**** Textauszug ****
Der Verfassungsgerichthof hat mit Erkenntnis vom 8. Oktober 2003, G 119/03 ua, SlgNr. 17013/A, festgestellt, dass § 18 Abs. 1 Z. 3 und § 22 FrG (in der Stammfassung) bis zum 31. Dezember 2002 verfassungswidrig waren. Der vorliegende Fall ist nicht Anlassfall des genannten Erkenntnisses des Verfassungsgerichtshofes. Der Verfassungsgerichthof hat die Anlassfallwirkung seines Erkenntnisses auch nicht nach Art. 140 Abs. 7 zweiter Halbsatz B-VG auf Fälle wie den vorliegenden ausgedehnt. Die angegebenen Gesetzesstellen sind daher hier weiterhin anzuwenden und gegen eine (nochmalige) Anfechtung vor dem Verfassungsgerichtshof immunisiert.
2. Die belangte Behörde hat den bereits am 29. August 1994 gestellten Antrag der Beschwerdeführerin mit der wesentlichen Begründung abgewiesen, dass die Erteilung einer Niederlassungsbewilligung für den Aufenthaltszweck "Familiengemeinschaft mit Fremden" auf Grund des Lebensalters der Beschwerdeführerin in Bezug auf ihre Eltern jedenfalls ausgeschlossen sei. Dagegen wendet sich die Beschwerde und bringt vor, die Beschwerdeführerin halte sich bereits seit 1993 (seit ihrem 13. Lebensjahr) in Österreich auf und habe ständig bei ihren Eltern gewohnt. Es sei (nach einer Verfahrensdauer von mehr als acht Jahren) auch für volljährige Fremde nicht ausgeschlossen, die Anwesenheit von Familienangehörigen im Bundesgebiet als Grund für die Erteilung einer Niederlassungsbewilligung ins Treffen zu führen.
Dies führt die Beschwerde im Ergebnis zum Erfolg.
3.1. Der Verwaltungsgerichtshof hat zu einem Fall, auf den § 21 Abs. 3 FrG (in der Stammfassung) anzuwenden war, im Erkenntnis vom 19. Dezember 2000, Zl. 99/19/0085, ausgesprochen, dass eine Bewilligung des Familiennachzuges nach § 21 Abs. 3 FrG nur Kindern erteilt werden kann, die zum Zeitpunkt der Bescheiderlassung noch unmündig sind. Das Abstellen auf die Sachlage und Rechtslage im Zeitpunkt der Bescheiderlassung sei nicht als unsachlich zu erkennen, weil für die Entscheidung, ob einem Fremden die Zuwanderung zu gestatten ist oder nicht, die persönliche Situation (hier: das Alter) des Fremden im Entscheidungszeitpunkt wichtiger sei als jene im Antragszeitpunkt.
**** Einträge ****
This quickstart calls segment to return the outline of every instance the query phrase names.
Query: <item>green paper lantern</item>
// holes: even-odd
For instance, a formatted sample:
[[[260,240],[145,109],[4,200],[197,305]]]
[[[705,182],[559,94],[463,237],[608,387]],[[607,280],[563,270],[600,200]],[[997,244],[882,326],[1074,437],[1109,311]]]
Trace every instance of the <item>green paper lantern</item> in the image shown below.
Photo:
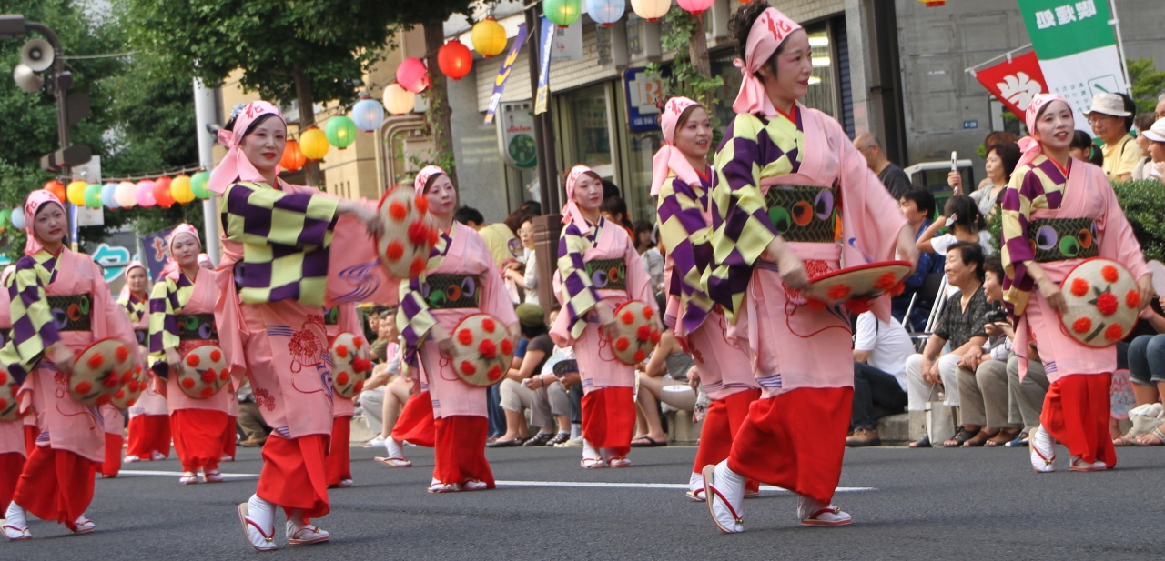
[[[101,207],[101,184],[93,183],[85,187],[85,206],[90,208]]]
[[[327,120],[324,134],[329,144],[343,150],[356,141],[356,123],[347,115],[336,115]]]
****
# Aufgabenstellung:
Kannst du aus dem Textauszug den Abschnitt von „3.1. Der Verwaltungsgerichtshof“ bis „jene im Antragszeitpunkt.“ wortgetreu wiederholen?

# Lösung:
3.1. Der Verwaltungsgerichtshof hat zu einem Fall, auf den § 21 Abs. 3 FrG (in der Stammfassung) anzuwenden war, im Erkenntnis vom 19. Dezember 2000, Zl. 99/19/0085, ausgesprochen, dass eine Bewilligung des Familiennachzuges nach § 21 Abs. 3 FrG nur Kindern erteilt werden kann, die zum Zeitpunkt der Bescheiderlassung noch unmündig sind. Das Abstellen auf die Sachlage und Rechtslage im Zeitpunkt der Bescheiderlassung sei nicht als unsachlich zu erkennen, weil für die Entscheidung, ob einem Fremden die Zuwanderung zu gestatten ist oder nicht, die persönliche Situation (hier: das Alter) des Fremden im Entscheidungszeitpunkt wichtiger sei als jene im Antragszeitpunkt.